Output each of the rows below unchanged, character for character.

● ● ● ● ● ● ●

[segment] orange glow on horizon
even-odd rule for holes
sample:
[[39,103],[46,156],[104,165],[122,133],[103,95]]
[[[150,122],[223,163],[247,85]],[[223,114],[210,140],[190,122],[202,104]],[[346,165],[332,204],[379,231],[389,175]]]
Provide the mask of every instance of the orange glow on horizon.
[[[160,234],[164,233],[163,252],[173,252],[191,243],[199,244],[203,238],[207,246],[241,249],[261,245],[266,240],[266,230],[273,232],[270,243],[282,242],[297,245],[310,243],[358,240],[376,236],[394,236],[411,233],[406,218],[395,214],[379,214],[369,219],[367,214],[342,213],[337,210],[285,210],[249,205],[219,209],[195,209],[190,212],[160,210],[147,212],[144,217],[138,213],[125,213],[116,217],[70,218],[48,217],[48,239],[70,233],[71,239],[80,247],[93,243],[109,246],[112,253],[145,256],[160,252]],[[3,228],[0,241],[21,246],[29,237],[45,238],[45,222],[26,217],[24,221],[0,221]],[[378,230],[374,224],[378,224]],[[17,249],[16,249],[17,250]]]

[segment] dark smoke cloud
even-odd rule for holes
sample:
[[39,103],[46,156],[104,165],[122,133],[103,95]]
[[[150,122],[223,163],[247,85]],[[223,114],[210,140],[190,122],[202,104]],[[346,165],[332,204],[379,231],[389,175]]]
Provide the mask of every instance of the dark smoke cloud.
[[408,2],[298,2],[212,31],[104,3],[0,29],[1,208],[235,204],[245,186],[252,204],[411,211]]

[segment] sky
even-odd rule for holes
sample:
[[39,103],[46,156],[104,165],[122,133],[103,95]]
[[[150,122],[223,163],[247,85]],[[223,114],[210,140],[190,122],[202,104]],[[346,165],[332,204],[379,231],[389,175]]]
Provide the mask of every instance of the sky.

● ● ● ● ● ● ●

(WRITTEN ANSWER)
[segment] orange glow on horizon
even-odd rule for holes
sample:
[[39,103],[46,156],[104,165],[122,133],[103,95]]
[[[150,122],[223,163],[247,85]],[[223,114],[210,140],[190,122],[202,104]],[[346,165],[332,204],[379,231],[389,175]]]
Provide the mask of every instance of the orange glow on horizon.
[[[160,234],[164,233],[163,252],[173,252],[191,243],[199,244],[203,238],[207,246],[241,249],[261,245],[266,240],[266,230],[273,232],[270,243],[282,242],[297,245],[310,243],[358,240],[376,236],[394,236],[411,233],[406,218],[395,214],[379,214],[369,219],[367,214],[342,213],[337,210],[285,210],[249,205],[219,209],[195,209],[190,212],[160,210],[147,212],[144,217],[138,213],[125,213],[116,217],[70,218],[48,217],[48,239],[70,233],[71,239],[80,247],[93,243],[109,246],[112,253],[145,256],[160,252]],[[3,228],[0,241],[21,246],[29,237],[45,238],[45,222],[26,217],[24,221],[0,221]],[[378,230],[374,224],[378,224]],[[17,249],[16,249],[17,250]]]

[segment] dark smoke cloud
even-odd rule for holes
sample:
[[39,103],[46,156],[104,165],[122,133],[103,95]]
[[[150,122],[223,163],[247,85]],[[223,114],[210,140],[190,122],[202,104]],[[346,165],[332,204],[379,231],[389,175]]]
Provide the mask of every instance of the dark smoke cloud.
[[408,2],[298,2],[212,31],[104,3],[0,29],[1,208],[235,204],[245,186],[252,204],[411,211]]

[segment] sky
even-odd rule for holes
sample:
[[39,103],[46,156],[104,165],[122,133],[103,95]]
[[[150,122],[223,163],[247,85]],[[223,114],[210,140],[190,122],[202,104]],[[346,165],[332,204],[379,231],[389,175]]]
Provide the mask of every instance of the sky.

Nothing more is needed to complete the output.